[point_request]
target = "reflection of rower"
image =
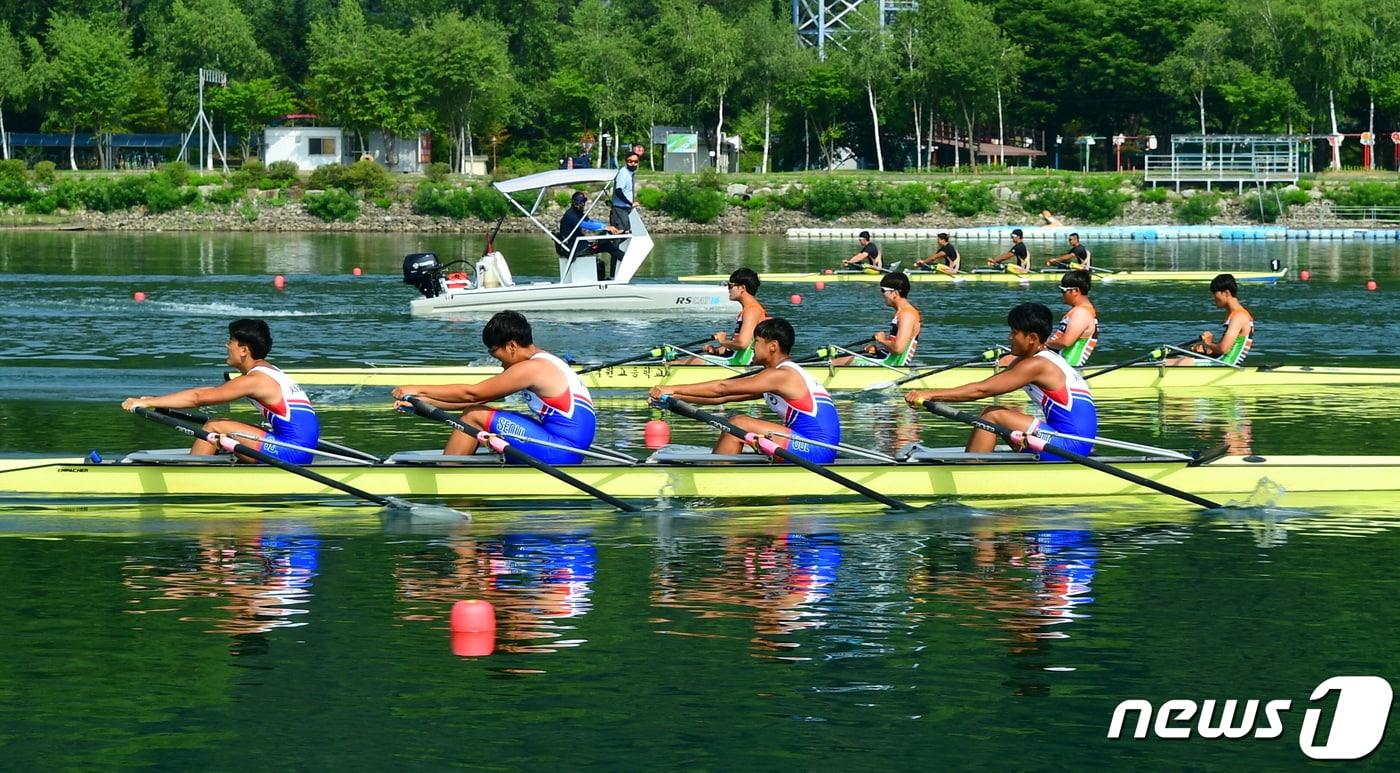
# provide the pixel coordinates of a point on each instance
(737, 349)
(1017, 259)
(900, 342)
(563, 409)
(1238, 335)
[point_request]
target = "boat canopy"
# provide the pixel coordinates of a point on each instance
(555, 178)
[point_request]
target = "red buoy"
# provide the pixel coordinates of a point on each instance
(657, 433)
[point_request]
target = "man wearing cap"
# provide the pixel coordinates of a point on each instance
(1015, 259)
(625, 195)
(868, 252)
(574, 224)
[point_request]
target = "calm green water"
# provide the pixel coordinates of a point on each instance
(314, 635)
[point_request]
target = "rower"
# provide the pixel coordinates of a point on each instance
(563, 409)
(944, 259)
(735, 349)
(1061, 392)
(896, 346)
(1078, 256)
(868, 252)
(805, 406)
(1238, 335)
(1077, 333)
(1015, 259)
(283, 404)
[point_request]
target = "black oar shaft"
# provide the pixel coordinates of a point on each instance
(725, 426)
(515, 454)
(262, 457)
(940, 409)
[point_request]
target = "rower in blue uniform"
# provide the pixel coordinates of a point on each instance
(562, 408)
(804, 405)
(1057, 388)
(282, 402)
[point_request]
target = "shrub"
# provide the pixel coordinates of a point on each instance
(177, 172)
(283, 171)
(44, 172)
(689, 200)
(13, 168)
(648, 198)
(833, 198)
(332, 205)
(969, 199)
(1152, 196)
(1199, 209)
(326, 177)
==
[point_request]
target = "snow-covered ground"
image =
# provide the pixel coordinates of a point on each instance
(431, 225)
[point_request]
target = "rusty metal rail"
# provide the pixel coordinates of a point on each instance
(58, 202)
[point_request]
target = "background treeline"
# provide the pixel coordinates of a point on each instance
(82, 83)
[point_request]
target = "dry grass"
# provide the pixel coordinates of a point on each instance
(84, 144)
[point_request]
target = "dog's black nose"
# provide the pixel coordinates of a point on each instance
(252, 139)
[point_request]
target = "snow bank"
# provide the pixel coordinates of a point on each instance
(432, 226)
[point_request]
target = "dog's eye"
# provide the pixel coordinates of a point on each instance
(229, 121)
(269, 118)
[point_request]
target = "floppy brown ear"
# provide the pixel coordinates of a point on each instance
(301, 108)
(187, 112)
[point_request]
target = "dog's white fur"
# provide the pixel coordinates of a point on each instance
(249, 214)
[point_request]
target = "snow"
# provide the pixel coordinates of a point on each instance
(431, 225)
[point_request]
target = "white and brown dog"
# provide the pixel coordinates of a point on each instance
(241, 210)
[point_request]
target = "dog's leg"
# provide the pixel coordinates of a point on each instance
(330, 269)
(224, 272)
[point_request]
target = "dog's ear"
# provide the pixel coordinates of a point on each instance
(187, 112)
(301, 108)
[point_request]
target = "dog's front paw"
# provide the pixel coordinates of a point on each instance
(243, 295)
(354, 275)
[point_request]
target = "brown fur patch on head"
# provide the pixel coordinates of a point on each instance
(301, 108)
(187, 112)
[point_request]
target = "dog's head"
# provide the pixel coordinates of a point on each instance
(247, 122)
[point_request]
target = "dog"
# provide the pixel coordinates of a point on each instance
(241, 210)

- [Work required] Please copy out every line of the material above that contains the word "white", where uppercase and lowercase count as different.

- [Result]
target = "dog's white fur"
target = "white and brown dog"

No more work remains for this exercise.